---------- Supplied passage

Errata

Beginning Perl for Bioinformatics

Errata for Beginning Perl for Bioinformatics

Submit your own errata for this product.

The errata list is a list of errors and their corrections that were found after the product was released.

The following errata were submitted by our customers and have not yet been approved or disproved by the author or editor. They solely represent the opinion of the customer.

Color Key: Serious technical mistake Minor technical mistake Language or formatting error Typo Question Note Update

Version Location Description Submitted by Date submitted
Printed Page 1
1

Can't download the examples and answers, Bro!

Anonymous   
Printed Page 55
Exercise 4.5

It seems to me that there is misunderstainig of how transcription occurs (DNA to RNA
or RNA to DNA). Will appreciate your feed-back.

Thanks
Hemant

# Perl: Exercise 4-5 Reverse Transcribing RNA into DNA

# The RNA
$RNA = 'ACGGGAGGACGGGAAAAUUACUACGGCAUUAGC';

print "
$RNA
";

# Transcribe RNA to DNA - Replace 'U' where there is 'T'.
# However, transcription occurs A -> T, U -> A, C -> G, G -> C
# So the correct answer is as below given the above RNA structure.

$DNA = $RNA;
$DNA =~ tr/ACGU/TGCA/;
print "
$DNA
";

# The correct DNA seq is TGCCCTCCTGCCCTTTTAATGATGCCGTAATCG

# The code below is incorrect

$DNA = $RNA;
$DNA =~ s/U/T/g;
print "
$DNA
";

# result is ACGGGAGGACGGGAAAATTACTACGGCATTAGC

exit;

Anonymous   
Printed Page 85
Exercise 5.6

I believe the previous reader may have been confused by the use of @ARGV in the provided solution, which is not introduced until page 98. Also, it is possible that submitting the DNA strings in lowercase format could have led to the problem, since the program will only work for uppercase sequences.

Anonymous  May 31, 2011 
Printed Page 107
for each loop in the code

When I ran example 6-4.pl after fixing the two bugs described in the text, the program
still did not generate the correct output. It seems that the variable
$receivingcommittment was never set to 1. It turned out that the variable name was
misspelt as "$recieving..." whereas it should be "$receiving...". Further correction
of the variable name would fix the problem.

Anonymous   
Printed Page 117
exercise 6.5

there is no argument passed when the subroutine is called, therefore the printout
statement is always executed, even if the file doesn't exist
It should be :

if(file_passes_tests($file)) {
print "File $file exists, is a regular file, and is nonzero in size
";
}

Anonymous   
Printed Page 132
first sub-routine (second line)

As the list of nucleotides (A/C/G/T)is specifically stated in the sub-routine
'randomnucleotide' (on Page 133) it seems supefluous to also specifically name them
in this sub-routine ('mutate') and to pass them to the second sub-routine as a
parameter which isn't used.

Anonymous   
Printed Page 143
last paragraph

Hi, When I run the subroutine, the error message show that: syntax error at c7_s4.pl
line 76, near ")
{"
Global symbol "$count" requires explicit package name at c7_s4.pl line 78.

--------------------

> _Task prompt_
According to the errata page, why was the variable $receivingcommittment in example 6-4.pl never set to 1? The records play no part in this work.

---------- Dataset excerpts

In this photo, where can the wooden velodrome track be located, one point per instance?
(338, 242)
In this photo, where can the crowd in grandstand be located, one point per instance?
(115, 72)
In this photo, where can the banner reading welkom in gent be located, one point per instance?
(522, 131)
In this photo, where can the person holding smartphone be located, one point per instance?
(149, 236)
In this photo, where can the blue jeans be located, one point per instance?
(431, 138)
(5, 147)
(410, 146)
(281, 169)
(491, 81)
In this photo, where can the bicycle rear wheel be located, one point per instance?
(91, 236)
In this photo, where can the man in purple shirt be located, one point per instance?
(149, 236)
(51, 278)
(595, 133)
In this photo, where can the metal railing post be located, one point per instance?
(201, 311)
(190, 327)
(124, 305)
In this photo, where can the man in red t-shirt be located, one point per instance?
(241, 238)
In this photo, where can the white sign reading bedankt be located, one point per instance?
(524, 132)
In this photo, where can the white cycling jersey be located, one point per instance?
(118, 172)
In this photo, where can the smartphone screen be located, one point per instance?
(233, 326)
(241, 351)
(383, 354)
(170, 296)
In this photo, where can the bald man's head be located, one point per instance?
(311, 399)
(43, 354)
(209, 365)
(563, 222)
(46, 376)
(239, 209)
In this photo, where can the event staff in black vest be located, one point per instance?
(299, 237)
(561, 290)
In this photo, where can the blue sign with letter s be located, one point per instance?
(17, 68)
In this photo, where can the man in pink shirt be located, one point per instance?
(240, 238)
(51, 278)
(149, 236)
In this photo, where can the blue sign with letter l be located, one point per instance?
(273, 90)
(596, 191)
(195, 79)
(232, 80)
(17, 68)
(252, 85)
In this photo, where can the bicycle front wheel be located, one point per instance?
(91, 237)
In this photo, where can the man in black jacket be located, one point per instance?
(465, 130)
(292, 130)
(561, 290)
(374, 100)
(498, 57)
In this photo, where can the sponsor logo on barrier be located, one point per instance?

--------------------

> _Result of this exercise_
The variable name was misspelled as "$recieving..." where it should have been "$receiving...".